* [Passage given]:
-- Start --
2016-11-18
When Ellen Johnson walks into a room, the first thing you notice is that she looks nothing like the last grande dame of freethinking atheism, Madalyn Murray O'Hair. Johnson is a tall, blond, Angie Dickinson-slim soccer mom (her words) from suburban New Jersey who is dressed in a pastel outfit with matching pumps.

On this spring day, she has convened a national gathering of American Atheists Inc. O'Hair was an unkempt bullhorn of a woman who reveled in her role as the most hated woman in America, an epithet she earned after winning the 1963 Supreme Court case that banned prayer in public schools and made her a celebrity.

From then until the day she vanished four years ago, O'Hair was atheism in America--and her creation, American Atheists, was a major force in keeping religion out of public life and tweaking America's delicate religious sensibilities. For decades, O'Hair was a favorite of the TV talk-show circuit who could curse like a sailor and counted pornographer Larry Flynt among her allies. Then, in 1995, she disappeared from her Texas home, along with her son Jon Garth Murray, 42; her granddaughter Robin Murray-O'Hair, 32; and $629,500 in American Atheists' funds.

Ellen Johnson, a longtime member of American Atheists' executive board and a personal friend of O'Hair's, was drafted to lead the movement out of the wilderness where O'Hair had dumped it and make it newly palatable to the mainstream.
-- End --
* [Source material]:
-- Start --
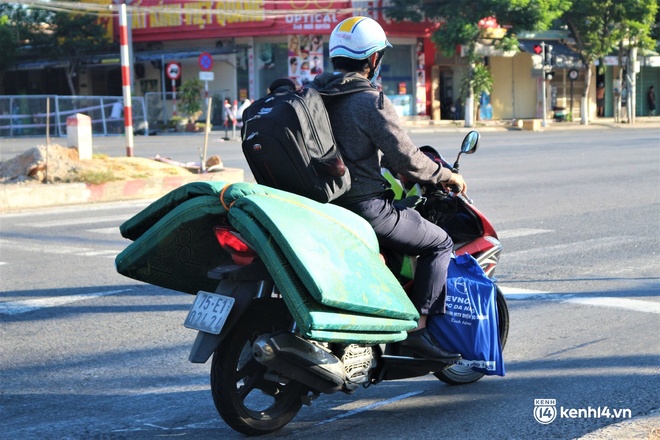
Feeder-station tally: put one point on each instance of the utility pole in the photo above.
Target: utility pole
(546, 54)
-- End --
* [Problems to solve]:
**1)** According to the article about Ellen Johnson, how much in American Atheists' funds vanished along with O'Hair in 1995?
**2)** Does each statement below agree with the article about Ellen Johnson? Answer yes or no for each, and quote the words that decide it.
(a) Johnson comes from suburban New Jersey.
(b) O'Hair lost the 1963 Supreme Court case on school prayer.
(c) O'Hair's granddaughter was 42 when she disappeared.
**3)** Pick up the article about Ellen Johnson after its last sentence and continue it.

* [Task responses]:
**1)** $629,500

**2)**
(a) Yes: "soccer mom (her words) from suburban New Jersey"
(b) No: "after winning the 1963 Supreme Court case that banned prayer in public schools"
(c) No: "her granddaughter Robin Murray-O'Hair, 32"

**3)**
"We're civil rights workers is what we are, working for a cause that's very important," Johnson says. Her cause is the defense of a besieged minority in a religion-made world. "It's not something I want to do for the rest of my life, but I will if I have to."

But the question is whether anyone, even this Martha Stewart of atheism, can save what used to be the most venerable, visible manifestation of unbelief in the nation's history.

Johnson has made a promising start, bringing the organization's shaky finances under control, stanching the hemorrhaging membership, and reorganizing some of the state directors whom O'Hair had swept aside in her mania for control. And in the most public sign that life for American Atheists will go on after Madalyn, Johnson moved the group's headquarters from Austin, Texas, to Cranford, N.J.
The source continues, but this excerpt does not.